→ **EJERCICIOS PROPUESTOS**:
[a] Reproduzca íntegramente, sin cambio alguno, el artículo satírico sobre MAGA.
[b] Seleccione todas las líneas de las filas en las que aparezca la palabra "comma" y cópielas.

→ **TEXTO**:
╭──
MAGA, MIGA, BIBI: No es un ‘Truco de sombreros’*
En este artículo el escritor esta canalizando una alucinación preocupada de la democracia.
Hay pocas cosas más tristes que un mago desesperado repitiendo un truco fallido. El público ya ha visto el conejo, la paloma, la citación judicial que desaparece. Han aplaudido con cortesía. Algunos han invadido el escenario. Y, sin embargo, aquí estamos de nuevo: tres hombres, tres fantasías y un sombrero de copa deshilachado del que esperan sacar no conejos, sino regímenes.
El primer hombre es estadounidense y de un tono anaranjado, aunque no es de buen gusto mencionarlo. En otro tiempo vendía bistecs, casinos y participaciones en una democracia. Ahora vende eslóganes. El primero fue MAGA—Make America Great Again (hágase a América Grande de Nuevo) una invocación de cuatro palabras diseñada para evocar un pasado mítico que no incluía ni la Reconstrucción ni Roe v. Wade. MAGA no como política, sino como colonia: una mezcla penetrante de gasolina con plomo y cosplay del Lejano Oeste.
╰──
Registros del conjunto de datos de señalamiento
╭──
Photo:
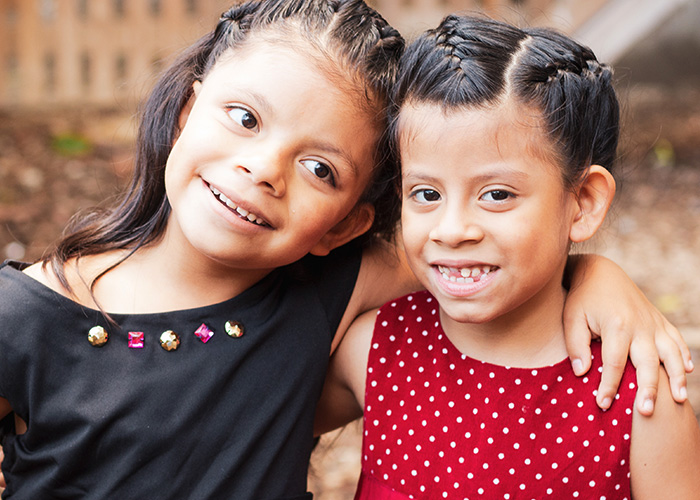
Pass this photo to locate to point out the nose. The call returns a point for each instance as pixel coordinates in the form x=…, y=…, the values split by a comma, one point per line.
x=456, y=226
x=266, y=166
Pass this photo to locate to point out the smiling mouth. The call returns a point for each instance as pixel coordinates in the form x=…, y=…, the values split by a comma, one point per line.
x=242, y=213
x=465, y=274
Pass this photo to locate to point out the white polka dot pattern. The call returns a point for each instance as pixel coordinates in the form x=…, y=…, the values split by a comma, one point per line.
x=439, y=424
╰──
→ **RESPUESTAS EN ORDEN**:
[a]
MAGA, MIGA, BIBI: No es un ‘Truco de sombreros’*
En este artículo el escritor esta canalizando una alucinación preocupada de la democracia.
Hay pocas cosas más tristes que un mago desesperado repitiendo un truco fallido. El público ya ha visto el conejo, la paloma, la citación judicial que desaparece. Han aplaudido con cortesía. Algunos han invadido el escenario. Y, sin embargo, aquí estamos de nuevo: tres hombres, tres fantasías y un sombrero de copa deshilachado del que esperan sacar no conejos, sino regímenes.
El primer hombre es estadounidense y de un tono anaranjado, aunque no es de buen gusto mencionarlo. En otro tiempo vendía bistecs, casinos y participaciones en una democracia. Ahora vende eslóganes. El primero fue MAGA—Make America Great Again (hágase a América Grande de Nuevo) una invocación de cuatro palabras diseñada para evocar un pasado mítico que no incluía ni la Reconstrucción ni Roe v. Wade. MAGA no como política, sino como colonia: una mezcla penetrante de gasolina con plomo y cosplay del Lejano Oeste.

[b]
Pass this photo to locate to point out the nose. The call returns a point for each instance as pixel coordinates in the form x=…, y=…, the values split by a comma, one point per line.
Pass this photo to locate to point out the smiling mouth. The call returns a point for each instance as pixel coordinates in the form x=…, y=…, the values split by a comma, one point per line.
Pass this photo to locate to point out the white polka dot pattern. The call returns a point for each instance as pixel coordinates in the form x=…, y=…, the values split by a comma, one point per line.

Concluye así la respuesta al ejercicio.